Exercise requirements: From the line with "Where in this photo can the drop" through the final line, transcribe the material below character for character; include no other lines.

Point placement records:
○ ○ ○

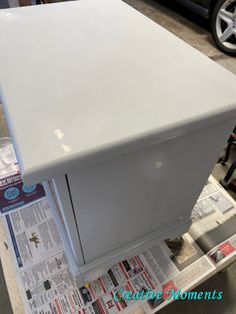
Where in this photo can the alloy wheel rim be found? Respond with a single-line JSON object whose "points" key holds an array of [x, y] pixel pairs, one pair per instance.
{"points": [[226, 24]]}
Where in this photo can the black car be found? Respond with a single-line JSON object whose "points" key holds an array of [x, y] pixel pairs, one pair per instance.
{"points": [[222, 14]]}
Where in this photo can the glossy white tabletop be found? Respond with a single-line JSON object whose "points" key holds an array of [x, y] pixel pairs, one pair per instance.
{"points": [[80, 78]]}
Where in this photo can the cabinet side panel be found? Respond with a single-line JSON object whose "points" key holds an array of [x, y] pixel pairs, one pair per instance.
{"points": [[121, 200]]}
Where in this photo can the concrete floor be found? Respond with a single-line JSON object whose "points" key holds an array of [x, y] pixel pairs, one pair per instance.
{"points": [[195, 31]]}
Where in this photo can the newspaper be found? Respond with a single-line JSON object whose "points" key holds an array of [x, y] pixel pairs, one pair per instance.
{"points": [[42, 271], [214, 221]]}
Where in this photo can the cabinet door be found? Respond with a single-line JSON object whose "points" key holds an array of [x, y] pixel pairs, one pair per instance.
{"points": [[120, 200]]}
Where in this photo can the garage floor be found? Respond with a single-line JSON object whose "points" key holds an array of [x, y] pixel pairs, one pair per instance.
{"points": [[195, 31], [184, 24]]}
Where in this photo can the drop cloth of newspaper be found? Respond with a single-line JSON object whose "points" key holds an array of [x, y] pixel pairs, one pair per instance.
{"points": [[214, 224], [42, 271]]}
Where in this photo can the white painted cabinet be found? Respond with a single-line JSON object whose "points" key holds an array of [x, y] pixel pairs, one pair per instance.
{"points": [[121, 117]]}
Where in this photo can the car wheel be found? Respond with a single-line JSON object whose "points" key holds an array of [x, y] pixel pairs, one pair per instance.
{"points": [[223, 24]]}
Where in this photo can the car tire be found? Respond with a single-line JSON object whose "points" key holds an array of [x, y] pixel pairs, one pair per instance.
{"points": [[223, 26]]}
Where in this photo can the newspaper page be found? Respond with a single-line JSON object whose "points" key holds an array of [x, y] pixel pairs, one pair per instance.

○ ○ ○

Written response:
Where in this photo can the drop cloth of newspaper be found? Respond with a single-line JSON object whose "points" key holds an array of [x, y] pixel pairs, one pair per instance.
{"points": [[214, 224], [42, 271]]}
Where in this photo can the white painted cabinet be found? Respond with a single-line JSON object whose "points" key holds an array of [x, y] pixel pairs, one pair per instance.
{"points": [[121, 117]]}
Where in this photo can the car wheel be found? Respond with a single-line JSON object whose "points" key holds an array of [x, y] pixel pairs, one pair per instance.
{"points": [[223, 24]]}
Where in this photo can the car tire be found? Respond with a single-line JSON object whose "points" key holds an array of [x, y] pixel pairs, one pair per instance.
{"points": [[223, 26]]}
Where in this photo can the newspaper page be found? Respond with a single-line JSON object whose "points" key holds an array of [x, y] pixel pairs, one pair per instance.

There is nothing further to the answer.